**What you will do**
Sort through the entries below and pull out lines containing the word "gray".

Records contained in a dataset:
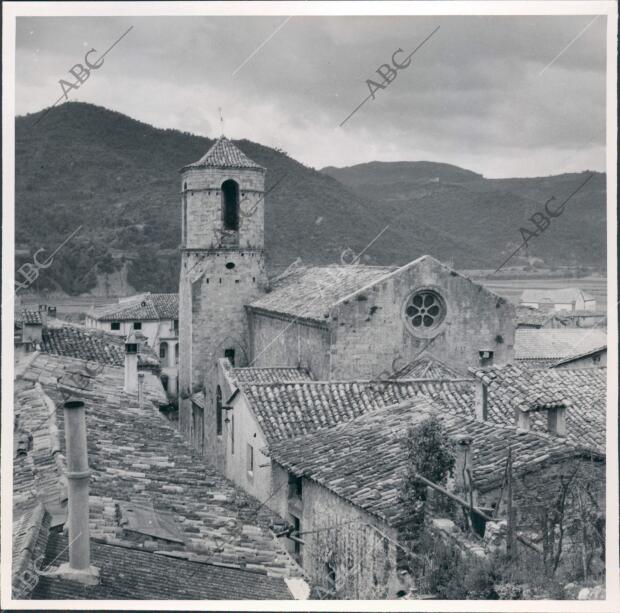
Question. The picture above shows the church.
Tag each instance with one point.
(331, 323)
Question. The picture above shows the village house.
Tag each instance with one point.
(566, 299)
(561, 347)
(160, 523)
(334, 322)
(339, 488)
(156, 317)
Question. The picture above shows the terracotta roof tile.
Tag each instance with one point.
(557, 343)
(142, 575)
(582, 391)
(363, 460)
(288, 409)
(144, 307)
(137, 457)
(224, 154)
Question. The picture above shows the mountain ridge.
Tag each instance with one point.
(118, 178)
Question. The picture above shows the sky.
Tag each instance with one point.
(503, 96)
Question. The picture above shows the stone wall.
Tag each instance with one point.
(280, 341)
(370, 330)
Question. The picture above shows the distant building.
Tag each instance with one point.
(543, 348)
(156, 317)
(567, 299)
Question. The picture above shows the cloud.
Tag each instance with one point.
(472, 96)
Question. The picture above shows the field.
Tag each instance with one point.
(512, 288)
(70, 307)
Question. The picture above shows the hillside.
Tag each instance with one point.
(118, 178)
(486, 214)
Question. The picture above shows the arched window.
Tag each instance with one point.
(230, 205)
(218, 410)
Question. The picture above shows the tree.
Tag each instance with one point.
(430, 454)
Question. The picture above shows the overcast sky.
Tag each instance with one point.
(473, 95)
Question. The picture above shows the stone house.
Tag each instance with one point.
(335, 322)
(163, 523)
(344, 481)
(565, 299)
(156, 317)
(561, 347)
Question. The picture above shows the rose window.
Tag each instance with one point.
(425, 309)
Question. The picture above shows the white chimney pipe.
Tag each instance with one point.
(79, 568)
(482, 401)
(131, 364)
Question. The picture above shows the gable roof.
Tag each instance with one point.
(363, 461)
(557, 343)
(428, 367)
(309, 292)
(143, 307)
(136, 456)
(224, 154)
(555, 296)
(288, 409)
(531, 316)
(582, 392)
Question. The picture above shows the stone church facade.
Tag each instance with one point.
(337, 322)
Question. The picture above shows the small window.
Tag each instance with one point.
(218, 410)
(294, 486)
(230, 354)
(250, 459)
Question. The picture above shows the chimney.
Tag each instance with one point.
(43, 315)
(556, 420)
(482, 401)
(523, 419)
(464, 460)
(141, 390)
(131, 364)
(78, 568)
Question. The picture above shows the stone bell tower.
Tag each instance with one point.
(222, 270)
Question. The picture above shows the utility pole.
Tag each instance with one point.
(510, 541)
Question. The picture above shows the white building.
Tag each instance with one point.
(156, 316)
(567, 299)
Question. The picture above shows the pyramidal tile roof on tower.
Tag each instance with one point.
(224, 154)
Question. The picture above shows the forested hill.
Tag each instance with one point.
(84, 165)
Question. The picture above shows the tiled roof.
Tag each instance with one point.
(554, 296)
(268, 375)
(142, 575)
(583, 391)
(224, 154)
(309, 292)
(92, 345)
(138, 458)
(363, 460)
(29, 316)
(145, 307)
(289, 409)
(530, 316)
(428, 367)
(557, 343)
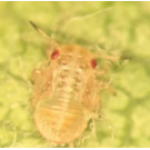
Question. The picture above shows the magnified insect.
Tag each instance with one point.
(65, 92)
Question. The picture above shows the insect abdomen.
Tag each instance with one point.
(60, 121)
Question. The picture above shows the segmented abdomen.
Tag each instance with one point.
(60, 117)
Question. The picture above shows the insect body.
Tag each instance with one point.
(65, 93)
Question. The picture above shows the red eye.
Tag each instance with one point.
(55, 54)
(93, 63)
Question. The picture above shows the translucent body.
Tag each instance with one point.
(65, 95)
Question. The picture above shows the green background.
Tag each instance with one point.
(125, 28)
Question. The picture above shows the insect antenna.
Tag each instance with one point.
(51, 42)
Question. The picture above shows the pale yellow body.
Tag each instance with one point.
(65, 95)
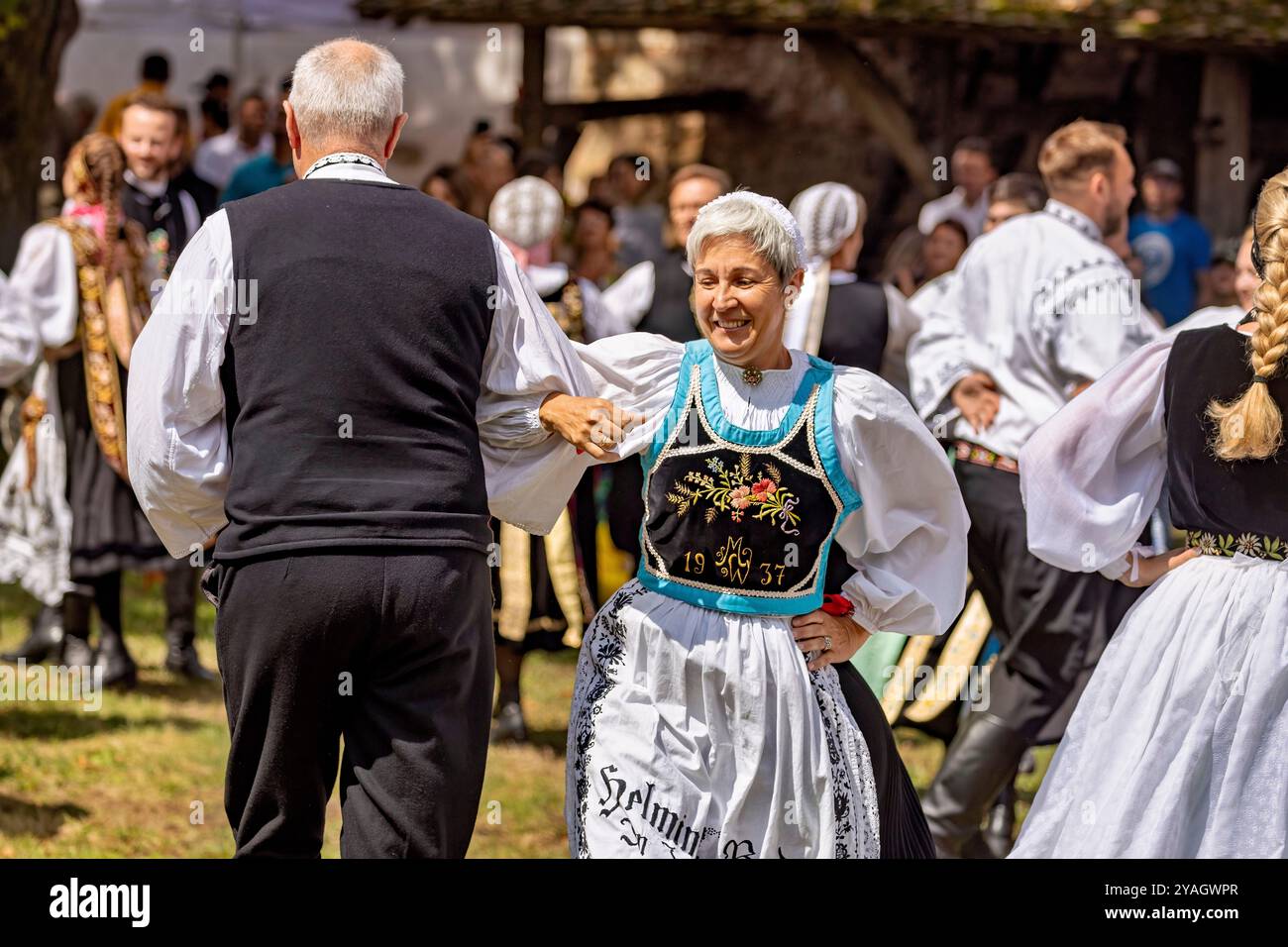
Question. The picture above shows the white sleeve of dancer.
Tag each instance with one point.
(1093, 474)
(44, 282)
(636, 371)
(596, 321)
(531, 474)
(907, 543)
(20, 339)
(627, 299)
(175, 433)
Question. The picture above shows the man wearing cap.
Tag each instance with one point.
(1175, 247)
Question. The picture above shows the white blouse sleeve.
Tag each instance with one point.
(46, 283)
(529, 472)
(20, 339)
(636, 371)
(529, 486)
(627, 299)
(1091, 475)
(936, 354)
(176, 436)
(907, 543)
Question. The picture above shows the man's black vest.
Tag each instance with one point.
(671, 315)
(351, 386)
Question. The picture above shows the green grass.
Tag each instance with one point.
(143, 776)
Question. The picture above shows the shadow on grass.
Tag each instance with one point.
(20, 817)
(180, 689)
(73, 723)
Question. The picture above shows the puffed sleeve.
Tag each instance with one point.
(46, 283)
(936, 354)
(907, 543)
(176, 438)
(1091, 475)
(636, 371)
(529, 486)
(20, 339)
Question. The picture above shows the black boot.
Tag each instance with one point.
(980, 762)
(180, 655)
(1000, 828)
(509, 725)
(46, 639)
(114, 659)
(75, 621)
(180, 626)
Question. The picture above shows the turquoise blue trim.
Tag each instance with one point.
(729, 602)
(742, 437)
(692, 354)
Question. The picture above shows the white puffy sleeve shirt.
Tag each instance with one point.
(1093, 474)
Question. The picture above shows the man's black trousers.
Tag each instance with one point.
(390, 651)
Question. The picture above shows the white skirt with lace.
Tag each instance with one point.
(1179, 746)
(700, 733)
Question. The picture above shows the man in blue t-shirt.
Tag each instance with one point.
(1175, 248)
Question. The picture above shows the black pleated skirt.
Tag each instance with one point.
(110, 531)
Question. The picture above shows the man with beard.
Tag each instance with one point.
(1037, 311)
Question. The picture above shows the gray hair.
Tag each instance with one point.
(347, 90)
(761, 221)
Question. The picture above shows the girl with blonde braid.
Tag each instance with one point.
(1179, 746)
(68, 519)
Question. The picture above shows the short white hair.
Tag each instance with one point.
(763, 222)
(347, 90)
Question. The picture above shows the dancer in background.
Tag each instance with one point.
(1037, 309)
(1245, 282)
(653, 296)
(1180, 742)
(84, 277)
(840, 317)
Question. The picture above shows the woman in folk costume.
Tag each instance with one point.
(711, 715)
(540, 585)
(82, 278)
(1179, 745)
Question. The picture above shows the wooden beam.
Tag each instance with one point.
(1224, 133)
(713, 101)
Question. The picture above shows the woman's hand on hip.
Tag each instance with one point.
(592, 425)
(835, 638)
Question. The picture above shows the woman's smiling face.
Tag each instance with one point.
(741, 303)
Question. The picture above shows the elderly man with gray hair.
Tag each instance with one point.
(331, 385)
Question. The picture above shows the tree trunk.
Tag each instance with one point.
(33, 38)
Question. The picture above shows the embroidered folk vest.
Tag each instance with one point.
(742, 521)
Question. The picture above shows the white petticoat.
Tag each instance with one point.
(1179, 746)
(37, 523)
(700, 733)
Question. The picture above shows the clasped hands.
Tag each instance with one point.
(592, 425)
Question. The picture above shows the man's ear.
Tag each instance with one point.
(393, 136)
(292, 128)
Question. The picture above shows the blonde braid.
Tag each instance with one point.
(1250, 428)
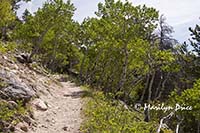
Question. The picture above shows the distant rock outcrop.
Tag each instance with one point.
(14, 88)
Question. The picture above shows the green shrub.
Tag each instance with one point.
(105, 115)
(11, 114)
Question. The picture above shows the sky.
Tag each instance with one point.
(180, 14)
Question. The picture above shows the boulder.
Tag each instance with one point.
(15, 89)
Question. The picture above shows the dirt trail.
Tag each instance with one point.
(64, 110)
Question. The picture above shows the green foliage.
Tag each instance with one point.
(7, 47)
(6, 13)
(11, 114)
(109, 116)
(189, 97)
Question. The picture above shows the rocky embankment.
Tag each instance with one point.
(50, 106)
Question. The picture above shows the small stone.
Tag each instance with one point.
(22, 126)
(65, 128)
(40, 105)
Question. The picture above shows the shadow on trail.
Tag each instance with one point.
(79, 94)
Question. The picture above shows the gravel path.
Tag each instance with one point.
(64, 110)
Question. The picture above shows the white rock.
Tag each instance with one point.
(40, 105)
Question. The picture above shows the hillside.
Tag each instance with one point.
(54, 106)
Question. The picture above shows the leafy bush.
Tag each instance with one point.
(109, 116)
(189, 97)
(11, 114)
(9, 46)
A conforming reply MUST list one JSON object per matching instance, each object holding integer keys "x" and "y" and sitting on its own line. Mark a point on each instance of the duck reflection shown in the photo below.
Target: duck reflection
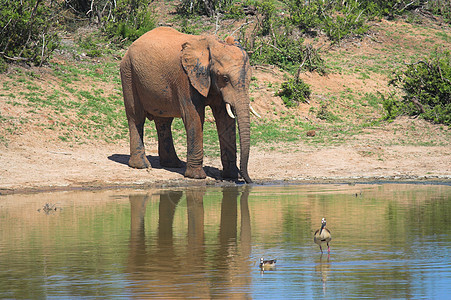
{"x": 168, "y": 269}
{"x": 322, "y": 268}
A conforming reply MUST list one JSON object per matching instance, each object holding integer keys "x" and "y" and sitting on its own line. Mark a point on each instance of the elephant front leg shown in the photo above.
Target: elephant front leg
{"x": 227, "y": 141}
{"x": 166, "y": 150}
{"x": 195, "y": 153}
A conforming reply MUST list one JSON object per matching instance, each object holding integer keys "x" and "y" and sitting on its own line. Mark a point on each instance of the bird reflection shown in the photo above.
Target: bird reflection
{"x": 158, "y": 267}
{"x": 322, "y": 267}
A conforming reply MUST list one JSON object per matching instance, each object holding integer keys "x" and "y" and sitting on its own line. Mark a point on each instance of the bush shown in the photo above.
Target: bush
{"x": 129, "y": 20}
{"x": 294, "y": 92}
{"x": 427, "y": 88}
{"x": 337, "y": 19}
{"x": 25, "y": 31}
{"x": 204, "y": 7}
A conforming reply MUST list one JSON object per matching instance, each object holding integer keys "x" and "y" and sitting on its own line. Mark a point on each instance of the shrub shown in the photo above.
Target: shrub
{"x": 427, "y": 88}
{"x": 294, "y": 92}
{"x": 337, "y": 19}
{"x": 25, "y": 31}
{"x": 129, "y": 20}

**Answer to this exercise**
Question. The picture above shows the gray hair.
Question. The picture above shows the elderly man with gray hair.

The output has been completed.